*Task requirements:*
Locate the line that contains "Every <instance> block" in the entries below, then repeat it and every following line through the line that contains "123L79 138L97 137L116", exactly, and no others.

*Provided records:*
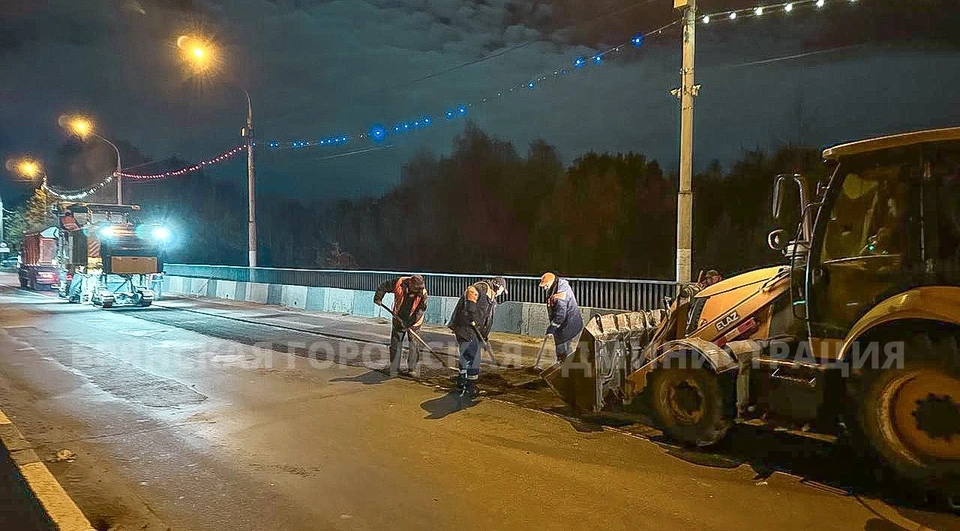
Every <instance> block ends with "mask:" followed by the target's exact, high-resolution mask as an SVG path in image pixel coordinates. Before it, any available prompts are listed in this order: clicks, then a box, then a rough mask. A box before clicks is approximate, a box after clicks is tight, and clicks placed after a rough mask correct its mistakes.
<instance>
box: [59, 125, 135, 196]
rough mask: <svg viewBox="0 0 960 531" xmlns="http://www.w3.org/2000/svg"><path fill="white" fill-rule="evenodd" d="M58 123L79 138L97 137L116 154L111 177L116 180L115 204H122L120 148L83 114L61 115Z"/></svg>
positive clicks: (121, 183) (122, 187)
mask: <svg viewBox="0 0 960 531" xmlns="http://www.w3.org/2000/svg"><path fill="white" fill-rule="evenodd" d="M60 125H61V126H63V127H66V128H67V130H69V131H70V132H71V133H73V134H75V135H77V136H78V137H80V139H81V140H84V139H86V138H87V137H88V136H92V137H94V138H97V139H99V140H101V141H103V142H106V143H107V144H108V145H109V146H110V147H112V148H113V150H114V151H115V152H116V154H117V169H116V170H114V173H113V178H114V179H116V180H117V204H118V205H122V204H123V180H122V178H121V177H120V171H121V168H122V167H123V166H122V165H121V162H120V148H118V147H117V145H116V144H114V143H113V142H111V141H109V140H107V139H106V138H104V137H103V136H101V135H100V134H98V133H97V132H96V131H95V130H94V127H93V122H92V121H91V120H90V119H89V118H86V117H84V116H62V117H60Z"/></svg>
--
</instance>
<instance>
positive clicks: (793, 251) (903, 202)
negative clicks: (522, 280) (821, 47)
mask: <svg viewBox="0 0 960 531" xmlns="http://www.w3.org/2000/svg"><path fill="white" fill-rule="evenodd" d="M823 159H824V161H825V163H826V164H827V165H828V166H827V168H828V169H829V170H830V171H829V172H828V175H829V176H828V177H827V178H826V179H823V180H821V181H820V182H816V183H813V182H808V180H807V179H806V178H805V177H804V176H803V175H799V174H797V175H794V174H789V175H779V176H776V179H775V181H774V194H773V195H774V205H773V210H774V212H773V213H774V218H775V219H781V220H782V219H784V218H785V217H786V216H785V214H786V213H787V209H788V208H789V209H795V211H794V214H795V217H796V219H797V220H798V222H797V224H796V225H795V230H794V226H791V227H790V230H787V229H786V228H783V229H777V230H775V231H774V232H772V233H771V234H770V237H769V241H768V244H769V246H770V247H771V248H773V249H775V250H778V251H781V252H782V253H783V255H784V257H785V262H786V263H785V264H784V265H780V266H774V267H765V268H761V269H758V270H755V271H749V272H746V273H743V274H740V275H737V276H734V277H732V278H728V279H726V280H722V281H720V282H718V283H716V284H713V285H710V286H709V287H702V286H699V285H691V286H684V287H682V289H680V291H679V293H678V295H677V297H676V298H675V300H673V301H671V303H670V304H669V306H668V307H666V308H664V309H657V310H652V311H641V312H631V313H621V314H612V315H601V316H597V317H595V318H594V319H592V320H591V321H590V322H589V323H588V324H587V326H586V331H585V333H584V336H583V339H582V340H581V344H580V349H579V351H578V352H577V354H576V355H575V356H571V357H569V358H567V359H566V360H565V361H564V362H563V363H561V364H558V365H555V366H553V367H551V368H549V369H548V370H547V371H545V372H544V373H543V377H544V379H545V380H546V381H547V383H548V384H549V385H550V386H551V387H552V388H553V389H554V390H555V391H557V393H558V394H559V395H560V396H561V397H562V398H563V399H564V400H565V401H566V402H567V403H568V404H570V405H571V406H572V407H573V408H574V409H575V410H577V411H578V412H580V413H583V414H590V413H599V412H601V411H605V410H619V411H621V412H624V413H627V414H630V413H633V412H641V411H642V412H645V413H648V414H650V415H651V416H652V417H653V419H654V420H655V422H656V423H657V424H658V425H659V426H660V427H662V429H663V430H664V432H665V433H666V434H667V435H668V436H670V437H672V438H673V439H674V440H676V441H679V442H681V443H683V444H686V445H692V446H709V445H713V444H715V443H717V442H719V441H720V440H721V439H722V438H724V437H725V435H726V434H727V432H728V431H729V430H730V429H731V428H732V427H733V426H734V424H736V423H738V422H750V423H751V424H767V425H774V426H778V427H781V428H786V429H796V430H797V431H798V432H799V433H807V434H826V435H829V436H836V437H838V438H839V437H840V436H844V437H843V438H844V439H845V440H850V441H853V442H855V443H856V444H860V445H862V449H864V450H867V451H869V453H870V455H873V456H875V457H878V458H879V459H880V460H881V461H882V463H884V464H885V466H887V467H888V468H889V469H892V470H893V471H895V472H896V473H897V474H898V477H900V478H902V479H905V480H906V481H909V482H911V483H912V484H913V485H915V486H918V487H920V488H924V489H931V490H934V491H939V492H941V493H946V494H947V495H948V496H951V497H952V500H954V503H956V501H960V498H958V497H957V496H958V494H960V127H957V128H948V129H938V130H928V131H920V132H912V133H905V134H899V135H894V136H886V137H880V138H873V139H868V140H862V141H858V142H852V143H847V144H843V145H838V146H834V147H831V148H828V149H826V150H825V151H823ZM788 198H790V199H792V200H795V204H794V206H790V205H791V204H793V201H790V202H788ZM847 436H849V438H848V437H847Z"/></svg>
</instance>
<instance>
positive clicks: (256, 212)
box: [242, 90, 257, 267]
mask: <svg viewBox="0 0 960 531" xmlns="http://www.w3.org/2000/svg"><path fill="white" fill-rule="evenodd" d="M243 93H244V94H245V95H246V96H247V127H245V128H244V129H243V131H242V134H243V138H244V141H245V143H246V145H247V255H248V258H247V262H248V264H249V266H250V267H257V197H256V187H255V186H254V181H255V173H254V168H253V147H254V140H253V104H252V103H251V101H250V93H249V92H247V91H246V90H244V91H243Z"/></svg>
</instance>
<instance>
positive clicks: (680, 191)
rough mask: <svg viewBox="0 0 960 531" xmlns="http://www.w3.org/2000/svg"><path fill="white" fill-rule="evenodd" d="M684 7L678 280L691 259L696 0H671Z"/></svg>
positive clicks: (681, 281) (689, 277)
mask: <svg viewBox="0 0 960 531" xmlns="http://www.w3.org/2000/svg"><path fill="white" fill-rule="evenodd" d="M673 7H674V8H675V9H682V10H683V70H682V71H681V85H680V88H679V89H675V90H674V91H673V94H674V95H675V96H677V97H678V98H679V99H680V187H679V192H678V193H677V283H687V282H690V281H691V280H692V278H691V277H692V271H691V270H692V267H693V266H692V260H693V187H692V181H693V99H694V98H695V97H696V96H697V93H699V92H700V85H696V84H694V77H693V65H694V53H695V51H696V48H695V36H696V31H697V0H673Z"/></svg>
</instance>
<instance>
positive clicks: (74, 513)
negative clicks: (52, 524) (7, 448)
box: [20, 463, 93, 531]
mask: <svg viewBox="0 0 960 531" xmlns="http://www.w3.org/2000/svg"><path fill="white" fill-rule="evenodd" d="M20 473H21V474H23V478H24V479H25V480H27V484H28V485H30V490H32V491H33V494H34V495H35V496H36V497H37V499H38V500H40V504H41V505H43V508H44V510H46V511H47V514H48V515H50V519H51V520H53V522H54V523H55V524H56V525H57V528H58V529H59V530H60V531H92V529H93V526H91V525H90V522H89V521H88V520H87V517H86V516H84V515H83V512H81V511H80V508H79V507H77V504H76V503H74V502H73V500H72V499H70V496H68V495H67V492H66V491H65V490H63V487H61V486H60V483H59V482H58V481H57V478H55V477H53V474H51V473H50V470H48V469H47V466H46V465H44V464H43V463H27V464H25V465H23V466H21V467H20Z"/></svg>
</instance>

*Response to this task:*
Every <instance> block ends with "mask:" followed by the target's exact, high-resolution mask as an SVG path in image pixel coordinates. Before it, any available prompts are listed in this order: clicks, then a box, then a rough mask. A box before clicks is approximate, a box after clicks is tight, and clicks placed after a rough mask correct its mistakes.
<instance>
box: [59, 125, 135, 196]
rough mask: <svg viewBox="0 0 960 531" xmlns="http://www.w3.org/2000/svg"><path fill="white" fill-rule="evenodd" d="M58 123L79 138L97 137L116 154L111 177L116 180L115 204H122L120 148L83 114L61 115Z"/></svg>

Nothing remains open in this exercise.